One group that is keeping their eye on the public’s interest in "caught on tape internet video are the marketers. The activity and page view statistics of a site that hosts a controversial, shocking or buzz worthy video climb phenomenally in a very short time and more eyeballs means better CPI (cost per impression) Every advertiser dreams of their campaign going viral, being so sticky that the public themselves become the evangelists spreading word about the video to friends. It becomes news and is no longer advertising. Most of the advertisers exploring the viability of staged events are those brands that cater to a younger more tech savvy demographic. Among this demo, staged events and unconventional guerilla promotional tactics are gaining in popularity because young people are more immune to the traditional ways of marketing. Just posting a regular ad on the net is not going to cut it with your average 16 year old anymore. You need a gimmick, a twist, a hook. Take Diesel for example which launched their intimates underwear line a couple of months ago by having two girls (The Heidi’s) steal the entire collection, kidnap a sales associate and then hold him hostage in a hotel room until their demands were met. They made and streamed a ransom video and the site diesel.com received thousands of hits, people were hooked. It was a genius marketing ploy but as successfully executed as it was, the same stunt could not work as well the next time around because the novelty is gone. So marketers are constantly being challenged to find another hook another gimmick. Question is where do they finally draw the line? Do we at some point require they post a disclaimer stating "This is staged not real or "Do not try this at home folks? But to have such a warning defeats the very purpose of blurring the line between the real and the unreal.
Being an off the wall guy I champion cool, edgy and avant- garde expressions of creativity and personally loved the Diesel campaign. But then I am less likely to believe what is forwarded into my inbox. In our overloaded, over connected culture we are so hungry for information that most of us digest the fiction along with fact. People forget that when you see something on the news it has been vetted by editors, fact checkers, sometimes even lawyers before it is broadcast. There is no such verification process for the videos we see on the net. We assume that someone would have said something if the video was a fake but everyone is in such a rush to pass it on that we do not stop and subject this stuff to scrutiny. Later when the truth does come out we are embarrassed and justifiably angry but quickly forget and more on to the next titillating video drama that pops onto our monitor. The danger lies not only in our inability to differentiate between what is real and what is not but also in the very real possibility of our becoming so tolerant of fake staged events that when something real does happen we miss it. How many times can you cry wolf and still have them believe you?

PROVIDED DATA
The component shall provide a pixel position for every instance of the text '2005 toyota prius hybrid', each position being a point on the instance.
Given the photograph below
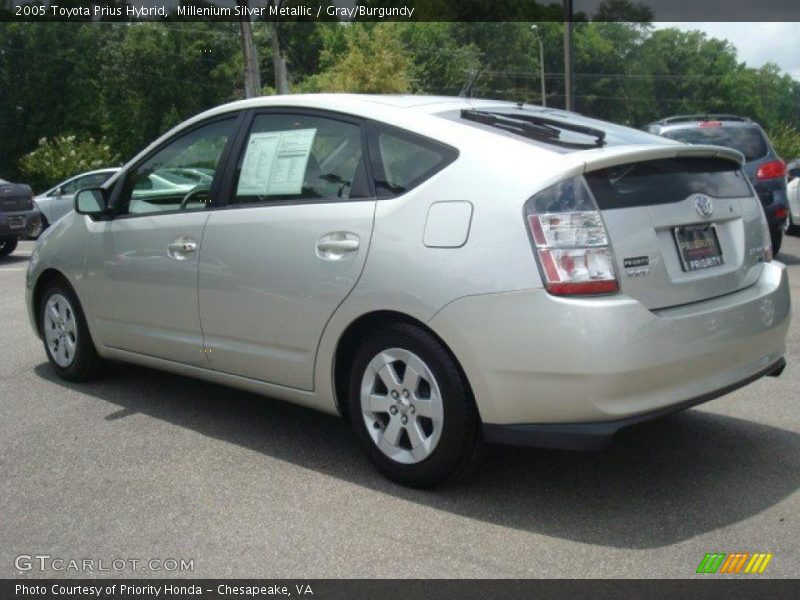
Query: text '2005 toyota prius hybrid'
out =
(441, 271)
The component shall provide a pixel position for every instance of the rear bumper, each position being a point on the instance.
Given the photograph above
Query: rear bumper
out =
(595, 436)
(31, 224)
(532, 358)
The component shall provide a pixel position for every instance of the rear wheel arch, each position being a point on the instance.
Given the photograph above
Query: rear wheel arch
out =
(355, 333)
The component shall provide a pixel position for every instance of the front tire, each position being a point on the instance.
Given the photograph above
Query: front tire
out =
(7, 247)
(67, 342)
(411, 408)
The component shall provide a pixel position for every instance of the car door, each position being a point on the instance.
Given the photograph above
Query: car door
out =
(142, 264)
(288, 246)
(793, 191)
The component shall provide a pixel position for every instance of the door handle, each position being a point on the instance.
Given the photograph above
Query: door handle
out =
(182, 247)
(336, 245)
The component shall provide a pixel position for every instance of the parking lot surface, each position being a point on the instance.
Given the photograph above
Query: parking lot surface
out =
(147, 465)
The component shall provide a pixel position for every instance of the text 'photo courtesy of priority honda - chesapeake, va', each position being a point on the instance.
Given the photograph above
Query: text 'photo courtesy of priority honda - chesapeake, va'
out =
(343, 298)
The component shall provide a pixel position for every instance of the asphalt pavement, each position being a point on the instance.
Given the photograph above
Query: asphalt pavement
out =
(145, 465)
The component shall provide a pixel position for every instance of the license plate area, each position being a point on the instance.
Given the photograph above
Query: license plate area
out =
(698, 246)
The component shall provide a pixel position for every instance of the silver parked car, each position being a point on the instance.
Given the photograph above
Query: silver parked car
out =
(60, 200)
(441, 271)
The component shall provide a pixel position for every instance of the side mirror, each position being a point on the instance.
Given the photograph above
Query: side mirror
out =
(91, 202)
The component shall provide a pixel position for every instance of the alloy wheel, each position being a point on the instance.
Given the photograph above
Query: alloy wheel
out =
(401, 405)
(60, 330)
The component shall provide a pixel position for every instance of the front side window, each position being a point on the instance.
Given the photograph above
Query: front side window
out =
(179, 176)
(300, 158)
(405, 160)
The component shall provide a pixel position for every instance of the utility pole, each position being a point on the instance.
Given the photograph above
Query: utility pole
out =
(252, 77)
(278, 57)
(535, 29)
(569, 57)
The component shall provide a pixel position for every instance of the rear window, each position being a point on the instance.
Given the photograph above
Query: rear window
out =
(747, 140)
(666, 180)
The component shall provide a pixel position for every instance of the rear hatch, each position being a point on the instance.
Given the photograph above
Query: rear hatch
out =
(15, 197)
(684, 228)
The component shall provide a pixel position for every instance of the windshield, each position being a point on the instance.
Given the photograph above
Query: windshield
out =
(747, 140)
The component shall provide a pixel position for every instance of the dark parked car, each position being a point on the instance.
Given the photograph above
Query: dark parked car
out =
(763, 166)
(19, 218)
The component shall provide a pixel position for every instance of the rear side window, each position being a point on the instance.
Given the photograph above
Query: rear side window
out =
(667, 180)
(310, 158)
(403, 160)
(747, 140)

REQUIRED ACTION
In the text on staged marketing videos, what did the two girls known as The Heidi’s steal?

SOLUTION TO THE EXERCISE
They stole Diesel’s entire intimates underwear collection.